**Texte support**

##############################

Les fouilles effectuées sous l’édifice actuel ont permis de retrouver d’importants vestiges de la construction d’Adélaïde, sur laquelle de nombreuses interrogations subsistent cependant. Cette première chapelle, bâtie exactement dans l’axe d’une tour de l’enceinte gallo-romaine arasée lors de la construction de l’édifice actuel, comprenait trois vaisseaux séparés par deux files de quatre colonnes et se terminait par un chevet plat jouxtant la face interne de la tour. Deux pilastres, dans le prolongement des colonnes, ont conservé de rares fresques contemporaines de cette première construction et représentant des personnages en habits épiscopaux. La partie occidentale, assez complexe, était dotée d’annexes. Crypte d’un édifice dont le niveau supérieur aurait utilisé la tour gallo-romaine comme abside (d’autres exemples d’une telle utilisation existent à Senlis) ou bien chapelle à un seul niveau simplement adossée à la tour, l’interrogation demeure.

##############################

**Extraits de données**
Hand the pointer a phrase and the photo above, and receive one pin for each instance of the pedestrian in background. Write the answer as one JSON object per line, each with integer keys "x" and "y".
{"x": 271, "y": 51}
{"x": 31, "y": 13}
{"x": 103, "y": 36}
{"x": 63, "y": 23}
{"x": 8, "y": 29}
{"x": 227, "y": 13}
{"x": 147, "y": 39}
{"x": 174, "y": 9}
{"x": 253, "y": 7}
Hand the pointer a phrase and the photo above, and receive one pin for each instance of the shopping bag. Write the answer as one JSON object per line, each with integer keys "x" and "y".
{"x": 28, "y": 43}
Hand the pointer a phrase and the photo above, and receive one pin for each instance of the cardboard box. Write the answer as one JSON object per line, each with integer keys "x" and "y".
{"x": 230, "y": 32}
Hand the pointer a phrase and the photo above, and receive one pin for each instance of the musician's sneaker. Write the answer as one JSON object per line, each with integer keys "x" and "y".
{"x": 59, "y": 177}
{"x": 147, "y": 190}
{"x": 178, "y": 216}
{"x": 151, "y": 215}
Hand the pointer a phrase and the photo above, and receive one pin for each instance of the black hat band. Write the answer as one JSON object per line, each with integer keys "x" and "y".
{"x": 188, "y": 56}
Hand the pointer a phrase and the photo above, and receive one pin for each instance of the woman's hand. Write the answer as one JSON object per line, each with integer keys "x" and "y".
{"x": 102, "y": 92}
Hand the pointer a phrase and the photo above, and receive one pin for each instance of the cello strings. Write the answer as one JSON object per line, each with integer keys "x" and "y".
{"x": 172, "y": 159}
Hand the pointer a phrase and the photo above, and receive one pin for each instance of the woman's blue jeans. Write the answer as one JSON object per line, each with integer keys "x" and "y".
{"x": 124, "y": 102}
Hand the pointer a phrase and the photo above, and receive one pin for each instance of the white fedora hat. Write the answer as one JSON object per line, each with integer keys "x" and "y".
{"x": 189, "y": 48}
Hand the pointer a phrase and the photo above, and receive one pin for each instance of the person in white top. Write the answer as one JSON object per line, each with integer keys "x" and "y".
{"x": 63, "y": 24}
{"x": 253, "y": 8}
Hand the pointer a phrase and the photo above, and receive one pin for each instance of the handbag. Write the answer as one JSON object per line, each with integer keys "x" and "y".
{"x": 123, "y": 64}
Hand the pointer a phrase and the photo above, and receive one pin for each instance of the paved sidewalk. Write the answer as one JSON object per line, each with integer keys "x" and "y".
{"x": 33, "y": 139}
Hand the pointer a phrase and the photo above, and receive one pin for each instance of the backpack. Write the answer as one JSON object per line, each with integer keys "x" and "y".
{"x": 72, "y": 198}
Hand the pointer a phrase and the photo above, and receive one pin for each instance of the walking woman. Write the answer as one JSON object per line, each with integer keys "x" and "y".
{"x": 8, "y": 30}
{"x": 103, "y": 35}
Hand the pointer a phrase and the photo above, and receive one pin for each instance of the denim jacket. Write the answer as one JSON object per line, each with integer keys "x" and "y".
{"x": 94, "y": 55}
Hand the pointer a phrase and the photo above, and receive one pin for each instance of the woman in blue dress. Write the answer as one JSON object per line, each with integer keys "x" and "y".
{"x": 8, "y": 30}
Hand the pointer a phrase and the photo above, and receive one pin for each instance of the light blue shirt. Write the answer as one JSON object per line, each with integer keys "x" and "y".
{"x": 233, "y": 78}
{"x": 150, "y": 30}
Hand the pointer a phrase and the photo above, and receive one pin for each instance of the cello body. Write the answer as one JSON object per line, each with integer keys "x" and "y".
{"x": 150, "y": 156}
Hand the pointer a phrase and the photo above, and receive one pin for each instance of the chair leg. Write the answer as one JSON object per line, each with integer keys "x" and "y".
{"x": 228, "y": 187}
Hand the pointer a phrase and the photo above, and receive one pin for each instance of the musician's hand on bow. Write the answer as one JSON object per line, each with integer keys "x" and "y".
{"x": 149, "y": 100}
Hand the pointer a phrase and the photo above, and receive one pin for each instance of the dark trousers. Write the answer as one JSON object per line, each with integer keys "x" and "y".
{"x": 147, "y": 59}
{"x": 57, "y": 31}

##############################

**Énoncé**
Dites si chacune de ces affirmations est conforme au texte, en répondant par oui ou par non et en citant les mots du texte qui tranchent.
1. La première chapelle comprenait trois vaisseaux séparés par deux files de quatre colonnes.
2. La première chapelle se terminait par une abside semi-circulaire.
3. Les fresques conservées sur deux pilastres représentent des personnages en habits épiscopaux.
Les données n'ont aucun lien avec le texte.

**Réponse**
1. Oui : « comprenait trois vaisseaux séparés par deux files de quatre colonnes ».
2. Non : « se terminait par un chevet plat jouxtant la face interne de la tour ».
3. Oui : « représentant des personnages en habits épiscopaux ».